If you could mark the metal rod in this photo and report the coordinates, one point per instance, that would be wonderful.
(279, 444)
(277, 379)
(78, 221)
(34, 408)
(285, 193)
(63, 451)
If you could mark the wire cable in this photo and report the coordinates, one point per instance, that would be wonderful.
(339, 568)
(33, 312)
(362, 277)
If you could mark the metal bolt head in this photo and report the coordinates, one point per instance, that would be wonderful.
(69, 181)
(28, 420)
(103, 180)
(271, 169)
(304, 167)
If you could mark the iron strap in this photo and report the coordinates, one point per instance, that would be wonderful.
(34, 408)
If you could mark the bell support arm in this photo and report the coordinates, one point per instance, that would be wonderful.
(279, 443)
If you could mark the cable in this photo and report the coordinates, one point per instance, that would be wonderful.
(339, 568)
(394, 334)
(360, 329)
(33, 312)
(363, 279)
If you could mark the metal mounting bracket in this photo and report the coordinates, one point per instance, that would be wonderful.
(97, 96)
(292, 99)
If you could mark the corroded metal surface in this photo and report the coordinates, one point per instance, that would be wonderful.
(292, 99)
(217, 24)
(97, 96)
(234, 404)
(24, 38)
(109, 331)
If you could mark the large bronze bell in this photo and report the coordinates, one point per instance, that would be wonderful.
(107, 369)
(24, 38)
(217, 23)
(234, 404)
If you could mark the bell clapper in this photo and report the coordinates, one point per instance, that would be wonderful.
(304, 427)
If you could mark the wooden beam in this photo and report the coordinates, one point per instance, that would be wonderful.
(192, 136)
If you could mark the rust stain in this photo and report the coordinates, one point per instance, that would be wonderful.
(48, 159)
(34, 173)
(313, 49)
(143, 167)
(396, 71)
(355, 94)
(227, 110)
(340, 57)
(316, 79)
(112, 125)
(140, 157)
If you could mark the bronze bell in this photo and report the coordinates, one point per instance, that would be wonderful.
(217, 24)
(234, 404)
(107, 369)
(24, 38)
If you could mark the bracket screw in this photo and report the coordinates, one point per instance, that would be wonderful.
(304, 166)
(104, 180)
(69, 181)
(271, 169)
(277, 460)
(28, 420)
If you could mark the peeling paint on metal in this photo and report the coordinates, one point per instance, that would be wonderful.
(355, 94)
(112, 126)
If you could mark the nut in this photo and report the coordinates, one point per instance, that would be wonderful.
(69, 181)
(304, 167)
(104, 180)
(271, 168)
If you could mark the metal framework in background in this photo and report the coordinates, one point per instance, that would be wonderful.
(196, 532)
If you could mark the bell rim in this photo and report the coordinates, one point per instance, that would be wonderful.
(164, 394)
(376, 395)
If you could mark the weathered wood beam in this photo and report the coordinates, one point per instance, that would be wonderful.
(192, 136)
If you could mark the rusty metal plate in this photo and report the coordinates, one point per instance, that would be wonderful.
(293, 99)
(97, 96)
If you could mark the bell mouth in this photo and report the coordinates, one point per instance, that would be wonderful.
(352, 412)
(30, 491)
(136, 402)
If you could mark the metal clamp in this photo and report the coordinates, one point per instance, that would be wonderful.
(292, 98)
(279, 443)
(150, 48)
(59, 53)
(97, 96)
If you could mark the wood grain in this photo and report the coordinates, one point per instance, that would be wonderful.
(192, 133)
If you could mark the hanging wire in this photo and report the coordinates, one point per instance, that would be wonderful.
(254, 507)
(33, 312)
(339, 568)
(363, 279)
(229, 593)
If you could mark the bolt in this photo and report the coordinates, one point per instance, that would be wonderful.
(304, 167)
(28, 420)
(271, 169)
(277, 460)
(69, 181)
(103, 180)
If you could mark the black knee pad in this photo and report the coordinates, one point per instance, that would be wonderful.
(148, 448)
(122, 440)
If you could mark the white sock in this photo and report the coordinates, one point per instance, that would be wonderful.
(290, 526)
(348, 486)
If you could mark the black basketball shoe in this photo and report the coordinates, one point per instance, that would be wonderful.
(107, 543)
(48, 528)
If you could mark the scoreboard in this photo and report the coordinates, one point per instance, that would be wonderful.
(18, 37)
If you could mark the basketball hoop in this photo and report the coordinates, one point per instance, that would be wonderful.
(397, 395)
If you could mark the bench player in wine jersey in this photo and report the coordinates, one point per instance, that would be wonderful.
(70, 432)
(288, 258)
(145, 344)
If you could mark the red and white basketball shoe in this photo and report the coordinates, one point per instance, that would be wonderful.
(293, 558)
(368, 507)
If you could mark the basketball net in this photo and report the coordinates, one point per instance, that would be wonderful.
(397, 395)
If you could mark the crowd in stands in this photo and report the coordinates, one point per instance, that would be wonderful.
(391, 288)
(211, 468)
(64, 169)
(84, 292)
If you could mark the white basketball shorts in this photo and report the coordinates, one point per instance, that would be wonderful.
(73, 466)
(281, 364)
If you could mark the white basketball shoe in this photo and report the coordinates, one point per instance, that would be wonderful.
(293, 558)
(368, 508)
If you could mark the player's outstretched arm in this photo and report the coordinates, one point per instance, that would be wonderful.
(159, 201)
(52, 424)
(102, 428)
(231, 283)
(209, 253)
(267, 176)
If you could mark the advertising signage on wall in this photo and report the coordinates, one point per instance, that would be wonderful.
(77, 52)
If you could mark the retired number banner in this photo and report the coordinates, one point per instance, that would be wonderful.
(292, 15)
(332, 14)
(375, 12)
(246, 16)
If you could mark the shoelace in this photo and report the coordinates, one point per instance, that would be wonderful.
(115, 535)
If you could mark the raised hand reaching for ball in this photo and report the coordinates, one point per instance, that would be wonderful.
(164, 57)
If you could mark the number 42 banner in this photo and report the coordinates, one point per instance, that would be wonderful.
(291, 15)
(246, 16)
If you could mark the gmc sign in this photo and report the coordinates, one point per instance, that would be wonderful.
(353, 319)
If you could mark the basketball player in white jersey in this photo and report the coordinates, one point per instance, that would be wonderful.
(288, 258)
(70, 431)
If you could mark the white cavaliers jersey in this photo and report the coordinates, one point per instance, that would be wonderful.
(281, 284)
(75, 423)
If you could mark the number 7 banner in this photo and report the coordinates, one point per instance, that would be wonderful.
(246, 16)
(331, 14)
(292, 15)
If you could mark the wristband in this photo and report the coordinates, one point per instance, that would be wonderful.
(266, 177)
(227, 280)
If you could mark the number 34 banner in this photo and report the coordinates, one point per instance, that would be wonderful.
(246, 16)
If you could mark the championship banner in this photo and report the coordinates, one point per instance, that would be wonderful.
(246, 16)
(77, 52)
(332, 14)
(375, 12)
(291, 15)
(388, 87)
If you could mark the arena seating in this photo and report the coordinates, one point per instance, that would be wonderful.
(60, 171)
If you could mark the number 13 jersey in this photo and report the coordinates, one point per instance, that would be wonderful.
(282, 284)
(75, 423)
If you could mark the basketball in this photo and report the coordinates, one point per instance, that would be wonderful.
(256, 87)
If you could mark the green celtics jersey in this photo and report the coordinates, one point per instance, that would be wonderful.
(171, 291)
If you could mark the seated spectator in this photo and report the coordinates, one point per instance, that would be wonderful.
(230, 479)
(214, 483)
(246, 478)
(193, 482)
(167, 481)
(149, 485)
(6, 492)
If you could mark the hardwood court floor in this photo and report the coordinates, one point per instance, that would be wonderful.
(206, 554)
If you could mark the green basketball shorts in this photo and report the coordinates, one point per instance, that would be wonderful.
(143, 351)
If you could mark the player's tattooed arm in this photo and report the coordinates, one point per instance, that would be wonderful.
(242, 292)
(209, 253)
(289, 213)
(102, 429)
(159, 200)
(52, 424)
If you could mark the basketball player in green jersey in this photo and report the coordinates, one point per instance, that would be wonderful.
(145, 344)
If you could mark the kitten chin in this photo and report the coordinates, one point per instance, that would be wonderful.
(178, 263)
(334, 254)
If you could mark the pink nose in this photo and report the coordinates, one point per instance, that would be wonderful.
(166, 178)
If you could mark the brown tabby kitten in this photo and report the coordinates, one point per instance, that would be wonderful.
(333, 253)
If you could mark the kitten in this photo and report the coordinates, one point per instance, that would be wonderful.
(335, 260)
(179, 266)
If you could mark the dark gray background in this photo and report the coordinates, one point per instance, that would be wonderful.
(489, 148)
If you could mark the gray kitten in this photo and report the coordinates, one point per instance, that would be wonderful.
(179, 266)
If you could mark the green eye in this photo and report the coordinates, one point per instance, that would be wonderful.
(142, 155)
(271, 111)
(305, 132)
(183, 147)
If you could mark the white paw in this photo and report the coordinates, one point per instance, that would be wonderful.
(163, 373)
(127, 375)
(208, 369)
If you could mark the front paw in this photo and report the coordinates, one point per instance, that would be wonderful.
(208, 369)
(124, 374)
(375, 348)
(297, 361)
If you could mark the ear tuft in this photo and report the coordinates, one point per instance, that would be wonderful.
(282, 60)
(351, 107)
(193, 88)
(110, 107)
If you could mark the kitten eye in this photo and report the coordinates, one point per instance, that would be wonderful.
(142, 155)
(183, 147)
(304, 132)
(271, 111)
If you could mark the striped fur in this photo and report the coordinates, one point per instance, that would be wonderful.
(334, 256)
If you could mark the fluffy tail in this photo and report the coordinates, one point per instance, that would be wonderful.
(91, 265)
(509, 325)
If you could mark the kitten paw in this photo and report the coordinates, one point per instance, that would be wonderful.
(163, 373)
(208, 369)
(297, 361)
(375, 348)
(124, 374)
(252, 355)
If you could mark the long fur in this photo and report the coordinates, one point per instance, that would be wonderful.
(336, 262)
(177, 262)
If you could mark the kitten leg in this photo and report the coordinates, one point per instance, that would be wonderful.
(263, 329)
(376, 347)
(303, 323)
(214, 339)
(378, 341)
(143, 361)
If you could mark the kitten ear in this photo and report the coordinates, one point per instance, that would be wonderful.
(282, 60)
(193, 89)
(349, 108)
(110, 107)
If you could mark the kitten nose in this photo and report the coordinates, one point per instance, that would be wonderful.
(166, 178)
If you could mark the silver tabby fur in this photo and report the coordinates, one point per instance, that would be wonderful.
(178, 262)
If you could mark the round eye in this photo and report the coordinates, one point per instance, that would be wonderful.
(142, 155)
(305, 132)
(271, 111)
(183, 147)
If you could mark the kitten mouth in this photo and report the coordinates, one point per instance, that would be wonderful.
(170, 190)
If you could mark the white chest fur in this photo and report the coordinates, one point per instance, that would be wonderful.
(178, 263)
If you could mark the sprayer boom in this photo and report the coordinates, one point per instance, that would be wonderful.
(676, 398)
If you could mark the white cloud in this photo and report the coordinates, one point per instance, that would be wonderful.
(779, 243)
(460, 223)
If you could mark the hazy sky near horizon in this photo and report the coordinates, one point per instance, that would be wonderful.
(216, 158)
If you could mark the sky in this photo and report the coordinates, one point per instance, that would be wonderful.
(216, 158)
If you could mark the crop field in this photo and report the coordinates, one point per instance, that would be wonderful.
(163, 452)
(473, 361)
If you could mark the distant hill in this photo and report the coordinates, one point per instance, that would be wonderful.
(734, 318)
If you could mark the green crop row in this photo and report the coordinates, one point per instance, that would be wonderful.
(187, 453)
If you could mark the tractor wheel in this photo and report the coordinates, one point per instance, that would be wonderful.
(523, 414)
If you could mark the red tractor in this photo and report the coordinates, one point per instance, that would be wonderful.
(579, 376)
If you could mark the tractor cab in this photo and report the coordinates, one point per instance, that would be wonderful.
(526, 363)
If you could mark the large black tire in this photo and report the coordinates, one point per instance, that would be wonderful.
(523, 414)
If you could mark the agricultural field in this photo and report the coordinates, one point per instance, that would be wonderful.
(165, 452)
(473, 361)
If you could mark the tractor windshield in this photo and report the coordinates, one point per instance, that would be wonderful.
══════
In the listing above, find the line with "If you could mark the white cloud" and set down that line and all after it exactly, through the final line.

TASK ANSWER:
If you could mark the white cloud in this photo and report the coordinates, one point per instance, that would be wonderful.
(779, 243)
(460, 223)
If you could mark the hazy sky near horizon in this photo and report the coordinates, one point per instance, that would be wonderful.
(216, 158)
If you could mark the sky in this photo and report the coordinates, one point per instance, that would be wonderful.
(216, 158)
If you could mark the crop field in this photo and report the coordinates, one point per instance, that would be wonderful.
(163, 452)
(473, 361)
If you could mark the distant hill in this photo and report the coordinates, one point per instance, that would be wonderful.
(734, 318)
If you could mark the green crop row in this photo and report the coordinates, one point per instance, that would be wonderful.
(187, 453)
If you could mark the tractor wheel in this photo and report the coordinates, one point per instance, that would be wonderful.
(523, 414)
If you could mark the red tractor in this photo and report the coordinates, one point per instance, that would be wonderful.
(579, 376)
If you could mark the tractor cab in this photo and report the coordinates, one point per instance, that would be wonderful.
(526, 363)
If you could mark the large black tire in this photo and report the coordinates, one point per instance, that would be wonderful.
(523, 414)
If you could mark the agricultural field in this photo and report the coordinates, one point per instance, that would be wonderful.
(165, 452)
(473, 361)
If you could mark the tractor windshield in this photo and report the coordinates, one point per instance, that would be wonderful.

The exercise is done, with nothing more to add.